Work to complete => Retype the material in full, keeping every word the same.
"""
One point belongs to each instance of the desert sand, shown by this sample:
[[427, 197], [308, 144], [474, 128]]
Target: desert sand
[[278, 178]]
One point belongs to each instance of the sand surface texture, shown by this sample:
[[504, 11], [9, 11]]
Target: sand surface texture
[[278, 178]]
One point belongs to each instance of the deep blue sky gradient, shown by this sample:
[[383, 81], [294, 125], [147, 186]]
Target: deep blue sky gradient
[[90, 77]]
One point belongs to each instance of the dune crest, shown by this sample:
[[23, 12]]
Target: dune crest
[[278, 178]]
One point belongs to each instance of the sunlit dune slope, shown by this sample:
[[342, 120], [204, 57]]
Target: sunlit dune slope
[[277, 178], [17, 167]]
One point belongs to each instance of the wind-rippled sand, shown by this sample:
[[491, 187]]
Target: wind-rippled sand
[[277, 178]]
"""
Answer to the problem =>
One point belongs to each instance of the desert sand, shown by this sample:
[[427, 197], [308, 144], [474, 128]]
Target: desert sand
[[278, 178]]
One point belongs to each instance of the sand surface texture, shown by this sample:
[[504, 11], [9, 11]]
Target: sand surface texture
[[278, 178]]
One point belongs to each instance of the deep blue sky gradient, shown by this sample:
[[383, 81], [294, 125], [147, 186]]
Target: deep blue sky gradient
[[90, 77]]
One point belongs to each instance of the dune crest, shown by this sample:
[[23, 12]]
Target: dune crest
[[278, 178]]
One point belongs to each instance of the sunlit dune slope, shown by this sample:
[[342, 120], [204, 57]]
Target: sunlit dune slope
[[277, 178], [17, 167]]
One point belongs to each instance of the wind-rippled sand, shown by this sample:
[[491, 187]]
Target: wind-rippled sand
[[277, 178]]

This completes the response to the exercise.